TO DO ::
[a] Answer these questions about the text on Orama's tokenizer:
(i) Which two tokenizer steps in the numbered list are marked optional?
(ii) What does the tokenizer return for "It's a beautiful day!"?
(iii) Into what does "café résumé naïve" turn after normalization?
[b] Please pick up the text on Orama's tokenizer after its last line and keep writing it.

SELECTED TEXT ::
::::
Skip to main content
Tokenization is the process of breaking down text into individual tokens (words or terms) that can be indexed and searched. Orama’s tokenizer handles multiple languages with specialized splitting rules and normalization.

How Tokenization Works

When you insert a document into Orama, the tokenizer:
  1. Splits text using language-specific regex patterns
  2. Normalizes tokens by converting to lowercase
  3. Removes diacritics (e.g., “café” becomes “cafe”)
  4. Applies stopwords filtering (optional)
  5. Applies stemming (optional)
  6. Removes duplicates (by default)
import { create } from '@orama/orama'

const db = await create({
  schema: {
    title: 'string',
    description: 'string'
  }
})

// Text is automatically tokenized
await insert(db, {
  title: 'Building Modern Web Applications',
  description: 'Learn how to build scalable web apps'
})

// "Building Modern Web Applications" becomes:
// ["building", "modern", "web", "applications"]

Language-Specific Splitting

Orama uses different regex patterns for each language to correctly identify word boundaries:
// Splits on: /[^A-Za-zàèéìòóù0-9_'-]+/gim
const tokens = tokenizer.tokenize("It's a beautiful day!")
// Result: ["it's", "a", "beautiful", "day"]

Diacritics Removal

The tokenizer automatically removes diacritics from characters to improve search recall:
// Input: "café résumé naïve"
// After normalization: "cafe resume naive"

// Users can search for "cafe" and find "café"
::::
PROVIDED RECORDS ::
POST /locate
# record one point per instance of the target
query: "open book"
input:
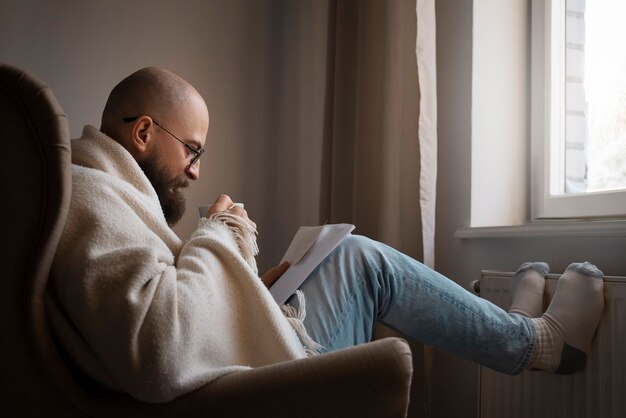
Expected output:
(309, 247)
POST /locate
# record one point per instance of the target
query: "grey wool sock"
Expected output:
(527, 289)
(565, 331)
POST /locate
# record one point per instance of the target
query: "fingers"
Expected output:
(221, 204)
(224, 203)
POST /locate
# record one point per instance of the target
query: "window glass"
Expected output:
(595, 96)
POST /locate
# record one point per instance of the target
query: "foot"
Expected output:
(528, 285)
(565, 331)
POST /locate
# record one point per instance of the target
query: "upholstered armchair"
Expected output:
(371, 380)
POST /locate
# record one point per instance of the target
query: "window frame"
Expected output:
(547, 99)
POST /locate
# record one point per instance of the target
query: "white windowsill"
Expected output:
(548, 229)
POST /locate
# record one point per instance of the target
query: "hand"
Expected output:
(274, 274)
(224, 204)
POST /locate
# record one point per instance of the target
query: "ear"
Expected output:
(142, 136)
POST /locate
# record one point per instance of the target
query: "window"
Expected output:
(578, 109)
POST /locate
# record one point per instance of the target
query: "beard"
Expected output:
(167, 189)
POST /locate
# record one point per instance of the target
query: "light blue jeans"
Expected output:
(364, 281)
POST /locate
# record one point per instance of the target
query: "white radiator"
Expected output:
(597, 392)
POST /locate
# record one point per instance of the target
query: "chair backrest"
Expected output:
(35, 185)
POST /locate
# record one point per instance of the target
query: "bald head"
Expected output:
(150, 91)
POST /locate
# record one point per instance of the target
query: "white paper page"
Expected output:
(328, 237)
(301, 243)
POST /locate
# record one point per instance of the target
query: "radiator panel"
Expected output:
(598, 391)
::::
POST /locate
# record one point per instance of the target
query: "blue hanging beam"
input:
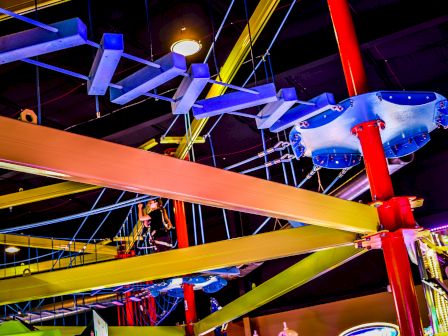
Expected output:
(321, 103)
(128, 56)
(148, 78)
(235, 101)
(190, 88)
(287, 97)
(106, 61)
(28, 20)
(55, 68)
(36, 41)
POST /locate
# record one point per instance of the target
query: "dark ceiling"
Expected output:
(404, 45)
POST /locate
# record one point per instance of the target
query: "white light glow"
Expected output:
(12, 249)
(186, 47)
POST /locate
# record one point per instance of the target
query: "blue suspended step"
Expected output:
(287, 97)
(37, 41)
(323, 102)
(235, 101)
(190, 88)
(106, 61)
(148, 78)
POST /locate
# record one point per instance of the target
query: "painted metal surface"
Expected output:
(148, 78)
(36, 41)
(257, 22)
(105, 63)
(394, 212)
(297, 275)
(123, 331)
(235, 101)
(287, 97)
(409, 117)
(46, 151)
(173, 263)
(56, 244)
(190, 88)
::::
RESULTS FOR EACH TASK ::
[a]
(i) Stopwords filtering and stemming.
(ii) ["it's", "a", "beautiful", "day"]
(iii) "cafe resume naive"

[b]
await search(db, {
  term: 'cafe'
}) // Matches documents with "café" or "cafe"
Diacritics removal is automatically applied during the normalization phase. This happens after tokenization but before stemming.

Skipping Tokenization

For certain fields like IDs or exact-match fields, you may want to skip tokenization:
import { create } from '@orama/orama'

const db = await create({
  schema: {
    id: 'string',
    sku: 'string',
    title: 'string'
  },
  components: {
    tokenizer: {
      // These properties won't be split into tokens
      tokenizeSkipProperties: ['id', 'sku']
    }
  }
})

await insert(db, {
  id: 'PROD-123-XYZ',
  sku: 'ABC-DEF-GHI',
  title: 'Premium Widget'
})

// "PROD-123-XYZ" is indexed as a single token
// "Premium Widget" is tokenized to ["premium", "widget"]

Duplicate Handling

By default, Orama removes duplicate tokens to save memory and improve performance:
// Default behavior (allowDuplicates: false)
const tokens1 = tokenizer.tokenize('the best best best product')
// Result: ["best", "product"] ("the" removed as stopword)

// With duplicates enabled
const db = await create({
  schema: { description: 'string' },
  components: {
    tokenizer: {
      allowDuplicates: true
    }
  }
})

const tokens2 = tokenizer.tokenize('the best best best product')
// Result: ["best", "best", "best", "product"]
Enabling allowDuplicates increases memory usage and index size. Only use it if you need to preserve term frequency for relevance scoring.

Normalization Cache

Orama caches normalized tokens to improve performance for repeated terms:
// First normalization: computed and cached
const token1 = normalizeToken('', 'running')
// Cache key: "english::running"
// Value: "run" (after stemming)

// Second normalization: retrieved from cache
const token2 = normalizeToken('', 'running')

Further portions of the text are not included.